- [DATASET ENTRIES]

-- BEGIN --

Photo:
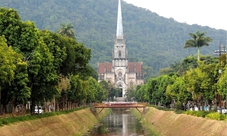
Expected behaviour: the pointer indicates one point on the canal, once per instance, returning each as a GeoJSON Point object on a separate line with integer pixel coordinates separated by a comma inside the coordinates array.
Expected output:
{"type": "Point", "coordinates": [119, 123]}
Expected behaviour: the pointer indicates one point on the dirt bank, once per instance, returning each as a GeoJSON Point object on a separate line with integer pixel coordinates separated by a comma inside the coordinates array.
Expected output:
{"type": "Point", "coordinates": [167, 123]}
{"type": "Point", "coordinates": [72, 124]}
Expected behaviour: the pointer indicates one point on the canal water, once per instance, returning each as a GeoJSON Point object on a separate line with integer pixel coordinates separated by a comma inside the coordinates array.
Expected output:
{"type": "Point", "coordinates": [119, 123]}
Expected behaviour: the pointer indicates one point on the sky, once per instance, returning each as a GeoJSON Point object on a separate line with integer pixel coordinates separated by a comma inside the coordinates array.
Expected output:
{"type": "Point", "coordinates": [212, 13]}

-- END --

Please echo the data from the line containing "canal water, once" through the last line of the data, both included, with every line unchanged.

Expected behaviour: the pointer indicates one point on the canal water, once per instance, returning each as a GeoJSON Point object on a separate line with integer pixel coordinates separated by a comma inside the coordinates array.
Expected output:
{"type": "Point", "coordinates": [119, 123]}
Expected behaviour: the pointer indicates one point on the sky, once per instance, returning each as a GeoJSON Point object on a separate line with integer pixel coordinates separated by a comma inside the coordinates array.
Expected output:
{"type": "Point", "coordinates": [212, 13]}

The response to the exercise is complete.